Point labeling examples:
□ □ □ □ □ □ □

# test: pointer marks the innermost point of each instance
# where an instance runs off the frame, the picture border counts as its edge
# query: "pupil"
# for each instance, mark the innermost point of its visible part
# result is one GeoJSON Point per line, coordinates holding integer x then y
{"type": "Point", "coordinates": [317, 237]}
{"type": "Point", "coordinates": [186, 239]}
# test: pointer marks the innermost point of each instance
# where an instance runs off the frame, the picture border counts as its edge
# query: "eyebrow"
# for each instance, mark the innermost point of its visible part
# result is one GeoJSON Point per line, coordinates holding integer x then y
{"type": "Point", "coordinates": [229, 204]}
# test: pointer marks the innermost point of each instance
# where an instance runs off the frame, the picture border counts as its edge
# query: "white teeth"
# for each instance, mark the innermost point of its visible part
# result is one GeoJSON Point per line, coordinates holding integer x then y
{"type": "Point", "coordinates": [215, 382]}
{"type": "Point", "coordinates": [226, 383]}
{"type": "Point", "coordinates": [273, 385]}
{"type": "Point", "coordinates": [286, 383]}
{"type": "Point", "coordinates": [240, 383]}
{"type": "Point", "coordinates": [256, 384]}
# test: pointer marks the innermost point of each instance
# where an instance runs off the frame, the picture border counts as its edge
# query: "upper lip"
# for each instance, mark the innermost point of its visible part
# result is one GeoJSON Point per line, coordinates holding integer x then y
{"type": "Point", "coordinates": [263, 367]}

□ □ □ □ □ □ □

PROBLEM: Above are some records; repeat all of them exactly.

TASK ANSWER:
# test: pointer marks the innermost point of each instance
# where an instance runs off the frame, the picture border counts as its edge
# query: "pupil"
# for each instance, mark the innermost point of its visible part
# result is one GeoJSON Point per line, coordinates holding integer x then y
{"type": "Point", "coordinates": [317, 237]}
{"type": "Point", "coordinates": [186, 239]}
# test: pointer marks the innermost point of each instance
# where an instance runs off the frame, the picture border counts as its edge
# query: "eyebrow"
# for each instance, mark the innermost point of its visible part
# result is one GeoJSON Point per line, coordinates holding integer x then y
{"type": "Point", "coordinates": [229, 204]}
# test: pointer marks the innermost point of each instance
# where an instance runs off the frame, the picture border counts as its edge
# query: "white teeth"
# for each instance, mark the innermost point of its visible part
# result is one GeoJSON Point per line, coordinates holding integer x then y
{"type": "Point", "coordinates": [215, 382]}
{"type": "Point", "coordinates": [226, 383]}
{"type": "Point", "coordinates": [273, 385]}
{"type": "Point", "coordinates": [286, 383]}
{"type": "Point", "coordinates": [240, 383]}
{"type": "Point", "coordinates": [256, 384]}
# test: pointer marks the innermost point of each instance
# where an instance runs off the frame, the picture border counts as its edge
# query: "upper lip"
# for each instance, mark the innermost point of its visible part
# result is one GeoJSON Point per line, coordinates holding integer x then y
{"type": "Point", "coordinates": [263, 367]}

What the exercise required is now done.